PROBLEM ▸ Reproduce the data starting at the line that contains "Task: a point for each instance of the blue" and stopping after the line that contains "pixel 213 105". Include both of those lines and keep every character unchanged.

::::::

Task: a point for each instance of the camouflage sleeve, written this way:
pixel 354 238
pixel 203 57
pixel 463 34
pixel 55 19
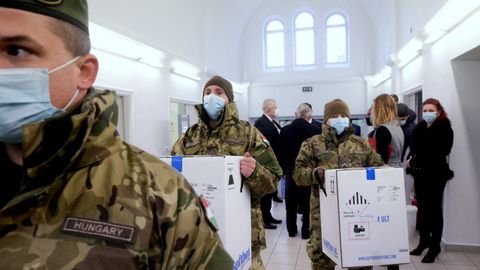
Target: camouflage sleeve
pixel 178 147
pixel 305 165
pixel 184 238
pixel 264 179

::::::

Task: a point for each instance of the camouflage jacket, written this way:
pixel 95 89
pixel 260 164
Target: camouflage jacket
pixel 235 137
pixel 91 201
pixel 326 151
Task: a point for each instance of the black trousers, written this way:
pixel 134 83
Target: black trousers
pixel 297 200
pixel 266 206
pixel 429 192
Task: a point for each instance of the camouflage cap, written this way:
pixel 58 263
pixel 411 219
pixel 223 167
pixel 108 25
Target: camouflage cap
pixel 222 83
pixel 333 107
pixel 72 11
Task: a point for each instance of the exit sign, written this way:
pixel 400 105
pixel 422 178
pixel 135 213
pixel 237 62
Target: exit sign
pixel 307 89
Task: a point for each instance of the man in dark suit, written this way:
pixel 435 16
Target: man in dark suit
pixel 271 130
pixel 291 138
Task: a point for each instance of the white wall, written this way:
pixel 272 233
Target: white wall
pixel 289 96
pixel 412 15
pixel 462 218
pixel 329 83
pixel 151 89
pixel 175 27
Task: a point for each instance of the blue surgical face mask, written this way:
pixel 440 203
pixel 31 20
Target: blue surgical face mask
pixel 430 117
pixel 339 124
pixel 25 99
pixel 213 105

::::::

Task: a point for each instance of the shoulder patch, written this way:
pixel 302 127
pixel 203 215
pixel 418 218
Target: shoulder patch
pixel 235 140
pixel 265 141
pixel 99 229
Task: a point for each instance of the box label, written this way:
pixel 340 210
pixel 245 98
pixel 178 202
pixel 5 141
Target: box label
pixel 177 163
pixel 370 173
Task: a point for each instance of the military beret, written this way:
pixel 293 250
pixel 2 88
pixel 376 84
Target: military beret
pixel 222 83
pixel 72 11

::::::

OUTPUT FOR THIS EXERCISE ▸
Task: a point for each instance of the blue surgical face mask, written this way:
pixel 440 203
pixel 31 20
Target: blue surgical face mask
pixel 430 117
pixel 339 124
pixel 25 99
pixel 213 105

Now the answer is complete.